[Provided passage — start]

Question: Is okay to apply ANOVA to Log2 transformed data ?
1
gravatar for morovatunc
2.5 years ago by
morovatunc400
Turkey
morovatunc400 wrote:

Dear all Hi,

I would like to know if I can apply anova to my log2 transformed data.

We have SNV + INDEL mutation count data for ICGC data and we trying to prove in specific regions Breast Cancer have higher rate of mutations. But because the total number of mutations in data is too dispersed we apply log2 transformation. Therefore I would like to know if is it okay to apply anova in this case because all the mean and variance calculations are different in log2 scale.

My aim is to prove the means are not same across cancers then post hoc test to perform individual comparisons with t.test.

Best regards,

Tunc.

statistics anova • 995 views
ADD COMMENTlink modified 2.5 years ago by Lemire380 • written 2.5 years ago by morovatunc400

ANOVA has three assumptions (this is from wiki!):

  • Independence of observations
  • Normal distribution
  • Equal variance

If your log2 transformed data comply with these assumptions, you can try ANOVA.

ADD REPLYlink written 2.5 years ago by Benn6.6k
2
gravatar for lukas.kall
2.5 years ago by
lukas.kall20
European Union
lukas.kall20 wrote:

ANOVA investigates the relationship between sample group vs within sample group variance, which roughly translates to the difference in means between the sample groups and assumed additive noise within your sample group. However, if you log your data your error model become different. At that point, you are (again roughly) investigating the relationship of assumed multiplicative noise to the difference in geometric means between your sample groups. I do not know if it is or is not reasonable to assume that SNV + INDEL mutation count data is best modeled by multiplicative or additive noise. However, you can easily find out by plotting the in-group variance as a function of the mean intensity of the sample group. If there is a linear correlation between the two entities I would say that the error is multiplicative. If the variance is invariant of intensity it is additive.

[Provided passage — finish]

Work instructions -
Reproduce the stretch of the ANOVA forum thread from "We have SNV" through "in log2 scale.", keeping every word and mark unchanged.

[Data extract — start]

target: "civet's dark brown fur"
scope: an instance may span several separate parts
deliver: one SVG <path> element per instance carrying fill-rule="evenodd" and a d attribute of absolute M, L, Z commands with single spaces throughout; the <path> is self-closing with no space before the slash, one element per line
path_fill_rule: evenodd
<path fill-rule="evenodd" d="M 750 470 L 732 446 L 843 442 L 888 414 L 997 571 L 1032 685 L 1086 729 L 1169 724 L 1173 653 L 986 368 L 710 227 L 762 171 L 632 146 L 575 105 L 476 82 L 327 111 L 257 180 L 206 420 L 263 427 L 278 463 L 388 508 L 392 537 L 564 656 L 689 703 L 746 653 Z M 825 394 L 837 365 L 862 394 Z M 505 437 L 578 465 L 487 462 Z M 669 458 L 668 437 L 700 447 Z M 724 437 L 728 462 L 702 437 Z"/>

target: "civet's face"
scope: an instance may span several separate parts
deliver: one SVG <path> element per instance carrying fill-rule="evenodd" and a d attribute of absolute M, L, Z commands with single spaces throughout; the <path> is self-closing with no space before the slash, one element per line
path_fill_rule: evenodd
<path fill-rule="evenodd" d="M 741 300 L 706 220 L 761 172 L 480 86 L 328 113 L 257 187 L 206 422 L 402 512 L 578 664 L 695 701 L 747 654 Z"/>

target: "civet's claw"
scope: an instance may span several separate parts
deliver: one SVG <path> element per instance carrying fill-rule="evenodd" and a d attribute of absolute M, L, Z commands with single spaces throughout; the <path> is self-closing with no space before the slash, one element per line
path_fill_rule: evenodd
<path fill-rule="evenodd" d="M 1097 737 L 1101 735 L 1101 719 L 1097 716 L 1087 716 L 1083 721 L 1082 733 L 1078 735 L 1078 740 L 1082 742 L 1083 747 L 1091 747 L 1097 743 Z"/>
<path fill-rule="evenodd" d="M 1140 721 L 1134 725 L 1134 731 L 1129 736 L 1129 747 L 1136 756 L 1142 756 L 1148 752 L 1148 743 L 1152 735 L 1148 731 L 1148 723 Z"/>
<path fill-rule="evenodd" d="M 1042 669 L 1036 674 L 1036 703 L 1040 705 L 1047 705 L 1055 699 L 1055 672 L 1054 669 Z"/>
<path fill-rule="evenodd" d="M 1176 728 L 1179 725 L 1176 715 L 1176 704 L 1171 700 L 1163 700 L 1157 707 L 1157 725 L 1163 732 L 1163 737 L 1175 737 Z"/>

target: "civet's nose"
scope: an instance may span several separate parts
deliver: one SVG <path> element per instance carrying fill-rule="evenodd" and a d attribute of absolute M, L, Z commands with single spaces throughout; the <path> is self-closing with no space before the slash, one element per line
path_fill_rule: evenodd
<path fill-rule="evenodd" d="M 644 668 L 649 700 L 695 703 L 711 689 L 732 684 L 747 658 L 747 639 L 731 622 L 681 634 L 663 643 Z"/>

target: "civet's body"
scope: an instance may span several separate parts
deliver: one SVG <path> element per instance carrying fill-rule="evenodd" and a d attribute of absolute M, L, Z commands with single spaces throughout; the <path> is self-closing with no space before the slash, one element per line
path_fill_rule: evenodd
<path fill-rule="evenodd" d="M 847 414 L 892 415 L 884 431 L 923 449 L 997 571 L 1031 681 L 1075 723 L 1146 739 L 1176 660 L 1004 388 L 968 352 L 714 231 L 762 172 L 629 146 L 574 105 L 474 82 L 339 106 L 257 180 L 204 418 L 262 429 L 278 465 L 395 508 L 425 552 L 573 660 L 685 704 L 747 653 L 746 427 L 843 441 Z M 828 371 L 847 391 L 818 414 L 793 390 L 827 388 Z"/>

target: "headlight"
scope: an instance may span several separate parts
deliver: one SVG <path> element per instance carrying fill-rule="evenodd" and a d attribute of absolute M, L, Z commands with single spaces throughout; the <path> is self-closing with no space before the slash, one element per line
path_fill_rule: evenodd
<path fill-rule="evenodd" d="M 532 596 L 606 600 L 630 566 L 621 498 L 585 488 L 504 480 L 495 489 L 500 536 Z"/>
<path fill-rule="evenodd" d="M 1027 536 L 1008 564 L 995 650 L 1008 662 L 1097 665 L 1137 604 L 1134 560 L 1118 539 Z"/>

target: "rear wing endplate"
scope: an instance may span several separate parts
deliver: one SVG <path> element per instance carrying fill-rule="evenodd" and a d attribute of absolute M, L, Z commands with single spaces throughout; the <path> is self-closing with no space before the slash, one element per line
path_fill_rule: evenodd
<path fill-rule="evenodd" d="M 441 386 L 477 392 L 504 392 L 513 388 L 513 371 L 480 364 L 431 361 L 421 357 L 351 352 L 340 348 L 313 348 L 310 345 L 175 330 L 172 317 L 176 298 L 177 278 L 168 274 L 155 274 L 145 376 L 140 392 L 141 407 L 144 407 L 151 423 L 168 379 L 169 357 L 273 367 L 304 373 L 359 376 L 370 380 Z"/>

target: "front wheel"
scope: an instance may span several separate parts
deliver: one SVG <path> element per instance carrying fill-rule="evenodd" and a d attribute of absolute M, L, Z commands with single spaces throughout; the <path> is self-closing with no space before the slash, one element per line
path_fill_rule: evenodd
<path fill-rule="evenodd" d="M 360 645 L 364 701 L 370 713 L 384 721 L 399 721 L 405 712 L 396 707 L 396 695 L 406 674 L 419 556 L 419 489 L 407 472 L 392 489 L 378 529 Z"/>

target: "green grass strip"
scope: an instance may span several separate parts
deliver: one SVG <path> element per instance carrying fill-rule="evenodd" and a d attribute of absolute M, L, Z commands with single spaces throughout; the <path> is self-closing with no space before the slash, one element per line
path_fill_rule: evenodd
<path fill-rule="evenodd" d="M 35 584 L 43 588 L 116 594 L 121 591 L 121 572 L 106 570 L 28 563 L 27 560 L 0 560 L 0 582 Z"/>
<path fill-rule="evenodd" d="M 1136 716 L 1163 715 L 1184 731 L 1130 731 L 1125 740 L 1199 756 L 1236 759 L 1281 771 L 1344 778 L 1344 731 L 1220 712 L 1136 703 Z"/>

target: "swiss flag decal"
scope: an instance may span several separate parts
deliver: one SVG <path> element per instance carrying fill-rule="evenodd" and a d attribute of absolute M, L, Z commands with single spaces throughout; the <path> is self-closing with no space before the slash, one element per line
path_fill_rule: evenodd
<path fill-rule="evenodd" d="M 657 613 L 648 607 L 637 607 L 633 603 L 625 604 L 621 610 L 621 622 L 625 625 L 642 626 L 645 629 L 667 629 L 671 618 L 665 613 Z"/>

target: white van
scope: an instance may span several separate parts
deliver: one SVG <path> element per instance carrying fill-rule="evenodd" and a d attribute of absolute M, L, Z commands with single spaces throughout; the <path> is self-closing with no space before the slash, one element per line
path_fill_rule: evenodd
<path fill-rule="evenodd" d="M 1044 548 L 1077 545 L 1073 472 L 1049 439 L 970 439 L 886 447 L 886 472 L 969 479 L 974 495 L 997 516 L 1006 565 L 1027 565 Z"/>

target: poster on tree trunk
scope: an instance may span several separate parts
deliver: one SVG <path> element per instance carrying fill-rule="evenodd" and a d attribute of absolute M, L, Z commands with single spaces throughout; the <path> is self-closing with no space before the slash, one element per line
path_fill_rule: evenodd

[Data extract — finish]

Solution to this exercise -
We have SNV + INDEL mutation count data for ICGC data and we trying to prove in specific regions Breast Cancer have higher rate of mutations. But because the total number of mutations in data is too dispersed we apply log2 transformation. Therefore I would like to know if is it okay to apply anova in this case because all the mean and variance calculations are different in log2 scale.